── Material shown

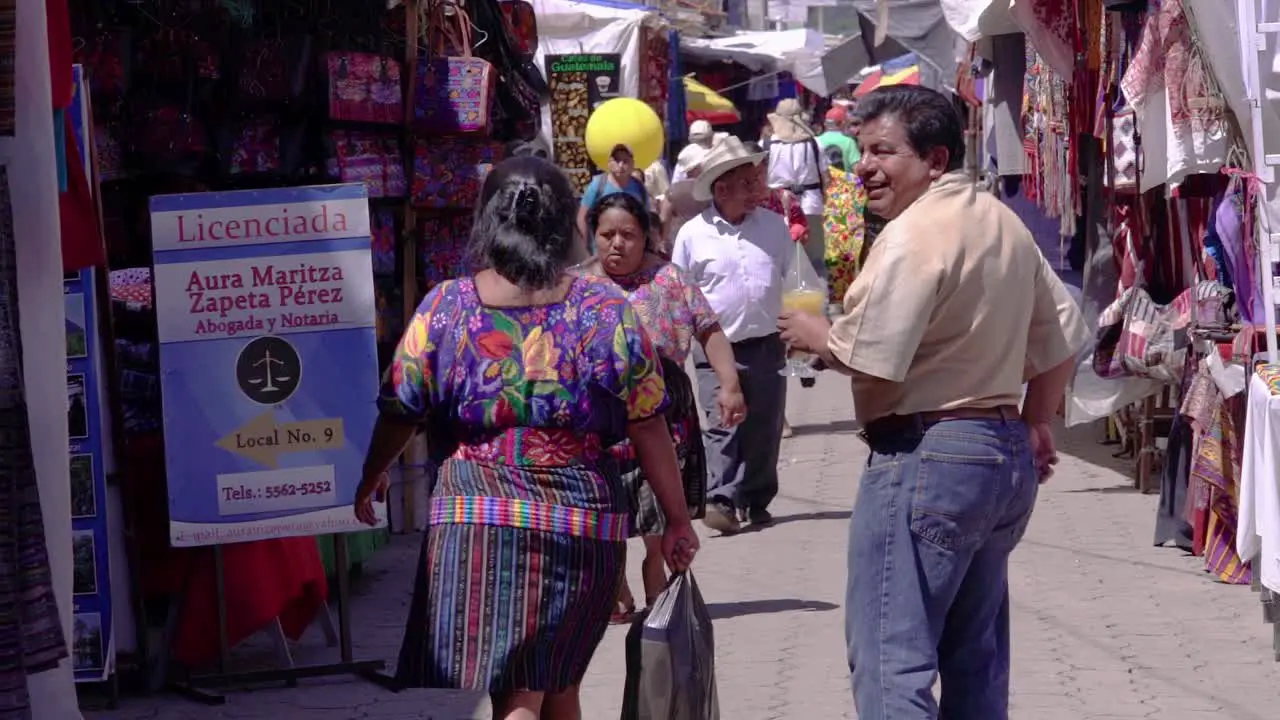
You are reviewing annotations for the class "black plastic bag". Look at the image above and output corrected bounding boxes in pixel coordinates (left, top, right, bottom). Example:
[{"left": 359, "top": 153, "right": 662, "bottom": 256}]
[{"left": 622, "top": 571, "right": 719, "bottom": 720}]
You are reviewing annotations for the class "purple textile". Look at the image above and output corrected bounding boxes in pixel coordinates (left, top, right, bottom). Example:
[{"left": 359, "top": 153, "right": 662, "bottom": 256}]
[{"left": 1213, "top": 192, "right": 1263, "bottom": 325}]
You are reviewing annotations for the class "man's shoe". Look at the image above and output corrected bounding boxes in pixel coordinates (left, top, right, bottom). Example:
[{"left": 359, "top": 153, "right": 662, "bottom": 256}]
[{"left": 703, "top": 502, "right": 742, "bottom": 536}]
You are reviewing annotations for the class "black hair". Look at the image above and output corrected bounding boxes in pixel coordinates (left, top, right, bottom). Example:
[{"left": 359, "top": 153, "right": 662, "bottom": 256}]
[
  {"left": 586, "top": 192, "right": 652, "bottom": 243},
  {"left": 854, "top": 85, "right": 964, "bottom": 172},
  {"left": 471, "top": 155, "right": 577, "bottom": 290},
  {"left": 609, "top": 142, "right": 636, "bottom": 161}
]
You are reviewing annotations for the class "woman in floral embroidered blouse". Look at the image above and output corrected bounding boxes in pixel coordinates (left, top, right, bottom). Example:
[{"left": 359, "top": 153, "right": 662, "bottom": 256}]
[
  {"left": 575, "top": 192, "right": 746, "bottom": 621},
  {"left": 356, "top": 156, "right": 698, "bottom": 720}
]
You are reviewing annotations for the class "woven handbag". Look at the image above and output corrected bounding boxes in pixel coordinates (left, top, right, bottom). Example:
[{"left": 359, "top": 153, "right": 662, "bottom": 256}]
[{"left": 413, "top": 3, "right": 498, "bottom": 136}]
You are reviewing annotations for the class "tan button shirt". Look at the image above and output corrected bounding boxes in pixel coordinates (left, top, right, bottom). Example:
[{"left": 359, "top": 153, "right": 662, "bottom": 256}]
[{"left": 828, "top": 173, "right": 1089, "bottom": 423}]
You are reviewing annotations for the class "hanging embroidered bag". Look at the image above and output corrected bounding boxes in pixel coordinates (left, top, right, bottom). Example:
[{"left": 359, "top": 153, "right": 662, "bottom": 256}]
[
  {"left": 328, "top": 131, "right": 407, "bottom": 197},
  {"left": 370, "top": 206, "right": 397, "bottom": 275},
  {"left": 1093, "top": 220, "right": 1189, "bottom": 383},
  {"left": 413, "top": 3, "right": 498, "bottom": 136},
  {"left": 412, "top": 137, "right": 506, "bottom": 210},
  {"left": 500, "top": 0, "right": 538, "bottom": 58},
  {"left": 325, "top": 53, "right": 404, "bottom": 124}
]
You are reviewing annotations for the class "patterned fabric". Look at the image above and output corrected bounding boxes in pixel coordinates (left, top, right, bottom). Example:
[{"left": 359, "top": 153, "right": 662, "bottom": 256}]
[
  {"left": 577, "top": 263, "right": 718, "bottom": 536},
  {"left": 822, "top": 168, "right": 867, "bottom": 305},
  {"left": 325, "top": 53, "right": 404, "bottom": 126},
  {"left": 0, "top": 167, "right": 67, "bottom": 720},
  {"left": 0, "top": 0, "right": 18, "bottom": 137},
  {"left": 1192, "top": 396, "right": 1252, "bottom": 585},
  {"left": 620, "top": 357, "right": 707, "bottom": 536},
  {"left": 410, "top": 137, "right": 506, "bottom": 211},
  {"left": 379, "top": 272, "right": 667, "bottom": 692}
]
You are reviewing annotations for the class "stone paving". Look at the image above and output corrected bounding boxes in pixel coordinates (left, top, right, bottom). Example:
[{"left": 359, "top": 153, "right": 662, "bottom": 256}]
[{"left": 86, "top": 375, "right": 1280, "bottom": 720}]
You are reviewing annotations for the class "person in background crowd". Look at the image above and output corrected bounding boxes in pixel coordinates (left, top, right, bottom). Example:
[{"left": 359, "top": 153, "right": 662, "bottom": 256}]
[
  {"left": 822, "top": 158, "right": 868, "bottom": 309},
  {"left": 660, "top": 145, "right": 710, "bottom": 247},
  {"left": 767, "top": 97, "right": 827, "bottom": 277},
  {"left": 672, "top": 136, "right": 795, "bottom": 533},
  {"left": 575, "top": 192, "right": 748, "bottom": 623},
  {"left": 745, "top": 137, "right": 817, "bottom": 438},
  {"left": 355, "top": 156, "right": 699, "bottom": 720},
  {"left": 818, "top": 105, "right": 860, "bottom": 172},
  {"left": 773, "top": 86, "right": 1089, "bottom": 720},
  {"left": 671, "top": 120, "right": 727, "bottom": 183},
  {"left": 577, "top": 145, "right": 649, "bottom": 249}
]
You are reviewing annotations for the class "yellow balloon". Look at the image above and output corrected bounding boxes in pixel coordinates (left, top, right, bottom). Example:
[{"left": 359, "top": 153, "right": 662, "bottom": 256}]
[{"left": 586, "top": 97, "right": 667, "bottom": 169}]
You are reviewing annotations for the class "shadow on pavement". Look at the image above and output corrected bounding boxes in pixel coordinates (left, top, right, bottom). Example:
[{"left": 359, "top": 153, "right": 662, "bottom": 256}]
[
  {"left": 791, "top": 420, "right": 858, "bottom": 438},
  {"left": 707, "top": 597, "right": 840, "bottom": 620},
  {"left": 773, "top": 510, "right": 850, "bottom": 525},
  {"left": 1051, "top": 480, "right": 1138, "bottom": 495}
]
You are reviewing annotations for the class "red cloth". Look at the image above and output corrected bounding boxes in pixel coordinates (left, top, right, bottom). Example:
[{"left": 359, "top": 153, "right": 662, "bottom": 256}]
[
  {"left": 45, "top": 0, "right": 74, "bottom": 110},
  {"left": 124, "top": 436, "right": 329, "bottom": 667},
  {"left": 58, "top": 114, "right": 106, "bottom": 273}
]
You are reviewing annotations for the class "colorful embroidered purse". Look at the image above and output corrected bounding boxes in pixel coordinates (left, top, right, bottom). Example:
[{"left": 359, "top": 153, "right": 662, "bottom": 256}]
[
  {"left": 413, "top": 3, "right": 498, "bottom": 136},
  {"left": 328, "top": 131, "right": 407, "bottom": 197},
  {"left": 325, "top": 53, "right": 404, "bottom": 124},
  {"left": 411, "top": 138, "right": 506, "bottom": 210},
  {"left": 500, "top": 0, "right": 538, "bottom": 58},
  {"left": 370, "top": 208, "right": 396, "bottom": 275},
  {"left": 239, "top": 35, "right": 311, "bottom": 102}
]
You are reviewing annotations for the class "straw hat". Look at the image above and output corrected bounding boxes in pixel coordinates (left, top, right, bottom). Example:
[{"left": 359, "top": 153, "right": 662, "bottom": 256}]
[
  {"left": 694, "top": 135, "right": 765, "bottom": 202},
  {"left": 769, "top": 97, "right": 813, "bottom": 142},
  {"left": 689, "top": 120, "right": 714, "bottom": 145}
]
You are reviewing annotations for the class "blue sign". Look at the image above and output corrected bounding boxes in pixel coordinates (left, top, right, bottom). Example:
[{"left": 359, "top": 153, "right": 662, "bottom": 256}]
[
  {"left": 68, "top": 65, "right": 115, "bottom": 683},
  {"left": 151, "top": 183, "right": 385, "bottom": 547}
]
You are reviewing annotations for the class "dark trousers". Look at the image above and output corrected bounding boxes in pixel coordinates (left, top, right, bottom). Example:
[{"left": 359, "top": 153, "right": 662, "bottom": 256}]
[{"left": 694, "top": 334, "right": 787, "bottom": 510}]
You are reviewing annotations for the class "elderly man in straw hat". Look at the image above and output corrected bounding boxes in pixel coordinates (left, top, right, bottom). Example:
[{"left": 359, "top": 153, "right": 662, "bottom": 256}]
[
  {"left": 778, "top": 86, "right": 1089, "bottom": 720},
  {"left": 765, "top": 97, "right": 827, "bottom": 277},
  {"left": 672, "top": 136, "right": 795, "bottom": 534}
]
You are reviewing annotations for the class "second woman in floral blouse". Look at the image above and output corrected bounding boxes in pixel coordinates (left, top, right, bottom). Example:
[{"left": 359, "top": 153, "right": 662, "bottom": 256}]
[{"left": 576, "top": 192, "right": 746, "bottom": 620}]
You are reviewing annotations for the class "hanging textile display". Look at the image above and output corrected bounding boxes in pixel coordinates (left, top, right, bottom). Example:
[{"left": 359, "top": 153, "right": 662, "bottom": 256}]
[
  {"left": 0, "top": 168, "right": 67, "bottom": 720},
  {"left": 1023, "top": 45, "right": 1079, "bottom": 237}
]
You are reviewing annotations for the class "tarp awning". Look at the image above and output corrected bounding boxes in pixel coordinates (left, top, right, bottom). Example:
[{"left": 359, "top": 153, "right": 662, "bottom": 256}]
[{"left": 854, "top": 55, "right": 920, "bottom": 97}]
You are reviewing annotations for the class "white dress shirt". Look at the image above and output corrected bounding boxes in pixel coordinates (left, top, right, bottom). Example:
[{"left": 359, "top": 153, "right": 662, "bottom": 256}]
[
  {"left": 769, "top": 138, "right": 827, "bottom": 215},
  {"left": 671, "top": 205, "right": 796, "bottom": 342}
]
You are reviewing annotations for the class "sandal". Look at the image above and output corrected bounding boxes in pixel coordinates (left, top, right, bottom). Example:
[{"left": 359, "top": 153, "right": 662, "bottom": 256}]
[{"left": 609, "top": 600, "right": 636, "bottom": 625}]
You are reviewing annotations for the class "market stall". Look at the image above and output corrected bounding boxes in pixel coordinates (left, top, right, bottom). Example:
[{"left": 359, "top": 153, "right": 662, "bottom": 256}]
[
  {"left": 11, "top": 0, "right": 541, "bottom": 702},
  {"left": 942, "top": 0, "right": 1280, "bottom": 647}
]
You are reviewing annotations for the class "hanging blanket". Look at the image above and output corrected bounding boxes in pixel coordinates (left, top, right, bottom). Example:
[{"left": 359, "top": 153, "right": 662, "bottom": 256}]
[{"left": 0, "top": 168, "right": 67, "bottom": 720}]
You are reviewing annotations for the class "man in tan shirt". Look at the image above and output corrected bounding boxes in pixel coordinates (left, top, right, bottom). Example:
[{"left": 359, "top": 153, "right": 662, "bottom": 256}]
[{"left": 778, "top": 87, "right": 1088, "bottom": 720}]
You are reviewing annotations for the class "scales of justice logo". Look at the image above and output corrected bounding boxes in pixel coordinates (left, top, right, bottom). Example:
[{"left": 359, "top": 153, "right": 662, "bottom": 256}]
[{"left": 236, "top": 336, "right": 302, "bottom": 405}]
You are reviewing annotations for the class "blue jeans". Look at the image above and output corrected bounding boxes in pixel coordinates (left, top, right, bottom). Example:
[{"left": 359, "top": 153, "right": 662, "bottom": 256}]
[{"left": 845, "top": 419, "right": 1039, "bottom": 720}]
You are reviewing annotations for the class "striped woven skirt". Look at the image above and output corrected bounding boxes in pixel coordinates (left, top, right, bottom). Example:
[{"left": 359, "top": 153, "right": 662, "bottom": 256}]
[
  {"left": 622, "top": 357, "right": 707, "bottom": 536},
  {"left": 397, "top": 459, "right": 630, "bottom": 693}
]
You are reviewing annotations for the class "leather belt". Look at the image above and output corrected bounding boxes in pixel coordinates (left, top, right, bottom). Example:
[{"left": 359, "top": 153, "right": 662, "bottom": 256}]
[{"left": 861, "top": 405, "right": 1023, "bottom": 442}]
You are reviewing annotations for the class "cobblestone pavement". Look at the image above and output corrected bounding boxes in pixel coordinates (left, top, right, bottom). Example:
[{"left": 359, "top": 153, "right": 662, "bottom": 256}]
[{"left": 86, "top": 368, "right": 1280, "bottom": 720}]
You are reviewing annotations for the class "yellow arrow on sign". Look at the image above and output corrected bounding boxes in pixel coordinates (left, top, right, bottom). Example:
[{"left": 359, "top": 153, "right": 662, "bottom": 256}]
[{"left": 215, "top": 410, "right": 347, "bottom": 468}]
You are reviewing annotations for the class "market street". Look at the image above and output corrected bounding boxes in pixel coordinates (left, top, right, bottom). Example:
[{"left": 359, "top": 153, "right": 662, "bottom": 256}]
[{"left": 86, "top": 374, "right": 1280, "bottom": 720}]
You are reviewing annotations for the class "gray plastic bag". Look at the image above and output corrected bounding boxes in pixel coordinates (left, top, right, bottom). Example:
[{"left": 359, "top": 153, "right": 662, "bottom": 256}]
[{"left": 622, "top": 570, "right": 719, "bottom": 720}]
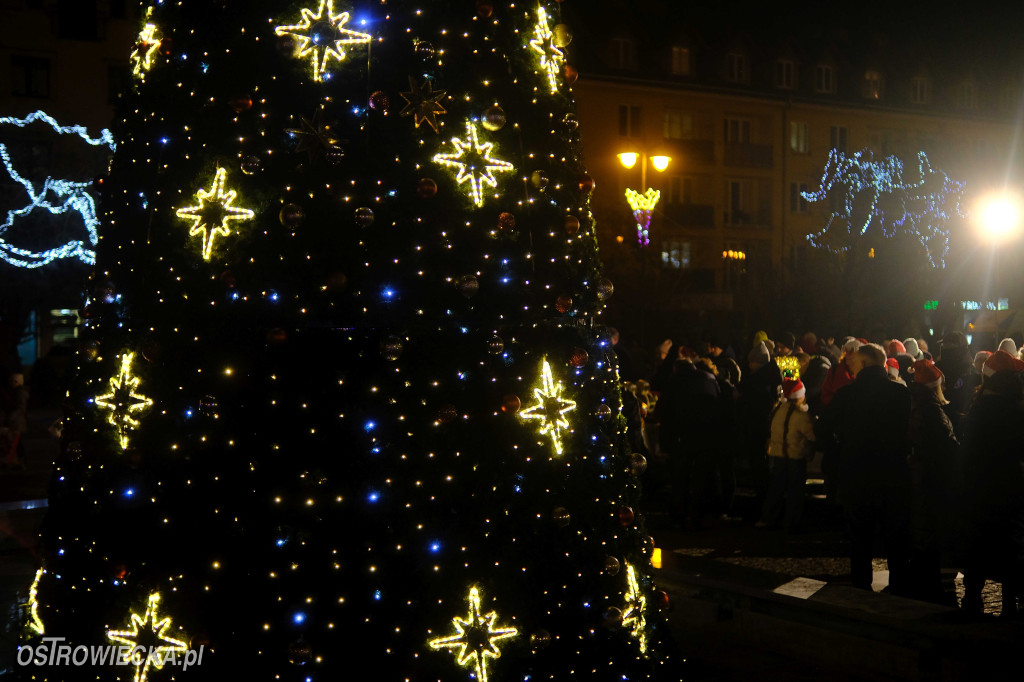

────

● What you have to do:
Tally the lines of the data above that contain the string "dark", treating uppercase and lowercase as different, and give only the number.

● Response for this exercise:
1